In the records below, begin at the line that has "of the château" and stop after the line that has "of the leafy"; quote those lines verbatim and nothing more.

Dataset excerpts:
################

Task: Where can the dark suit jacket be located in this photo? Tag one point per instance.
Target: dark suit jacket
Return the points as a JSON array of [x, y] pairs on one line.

################

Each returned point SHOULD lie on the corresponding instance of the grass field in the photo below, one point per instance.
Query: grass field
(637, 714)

################

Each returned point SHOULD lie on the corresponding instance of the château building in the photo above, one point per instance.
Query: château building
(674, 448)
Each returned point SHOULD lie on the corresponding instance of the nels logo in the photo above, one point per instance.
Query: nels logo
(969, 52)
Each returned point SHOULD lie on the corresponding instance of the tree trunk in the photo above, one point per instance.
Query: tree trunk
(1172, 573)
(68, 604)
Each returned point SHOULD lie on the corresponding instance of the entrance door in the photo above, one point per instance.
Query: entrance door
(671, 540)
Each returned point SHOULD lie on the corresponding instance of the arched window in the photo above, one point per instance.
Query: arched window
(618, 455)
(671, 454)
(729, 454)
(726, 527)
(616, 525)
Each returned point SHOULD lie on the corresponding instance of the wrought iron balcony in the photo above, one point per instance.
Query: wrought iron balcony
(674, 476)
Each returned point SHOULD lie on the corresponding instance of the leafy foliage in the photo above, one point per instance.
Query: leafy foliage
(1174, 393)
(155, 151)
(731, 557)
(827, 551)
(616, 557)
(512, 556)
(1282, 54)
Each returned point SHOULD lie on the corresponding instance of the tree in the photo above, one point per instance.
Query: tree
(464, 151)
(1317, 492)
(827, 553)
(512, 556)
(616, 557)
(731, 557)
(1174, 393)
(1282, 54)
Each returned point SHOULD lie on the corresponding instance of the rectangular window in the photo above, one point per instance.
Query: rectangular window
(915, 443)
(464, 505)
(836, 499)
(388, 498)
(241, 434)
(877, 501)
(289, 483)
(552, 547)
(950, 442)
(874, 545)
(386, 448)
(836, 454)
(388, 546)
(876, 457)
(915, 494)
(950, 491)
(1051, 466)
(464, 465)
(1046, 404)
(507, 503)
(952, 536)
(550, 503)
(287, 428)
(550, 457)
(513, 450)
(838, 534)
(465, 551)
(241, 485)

################

Answer box:
Each returned point SHOULD lie on the corresponding instance of the château building in the photo above, one point per instance.
Query: château building
(674, 448)
Each returned point SHOULD lie on the corresponding instance of the nels logo in the photo above, one point per instance.
Query: nels logo
(969, 52)
Each returned point SHOULD lie on the corresponding instance of the tree trunk in the photo above, one point per instance.
Query: tree trunk
(1172, 573)
(68, 604)
Each returned point SHOULD lie on the corresponding instance of the entrance door in the photo above, one point per instance.
Query: entrance door
(671, 540)
Each returned point SHOULD lie on the corresponding instance of the arched window in the photo above, one point per instance.
Query: arched window
(618, 455)
(671, 454)
(729, 454)
(726, 527)
(616, 525)
Each returned point SHOULD lie on the corresponding instance of the wrought iron balcony in the photo above, one point per instance.
Query: wrought iron balcony
(674, 476)
Each returned point SHOULD lie on the corresponding instance of the leafy foliage in the photo above, one point per instance.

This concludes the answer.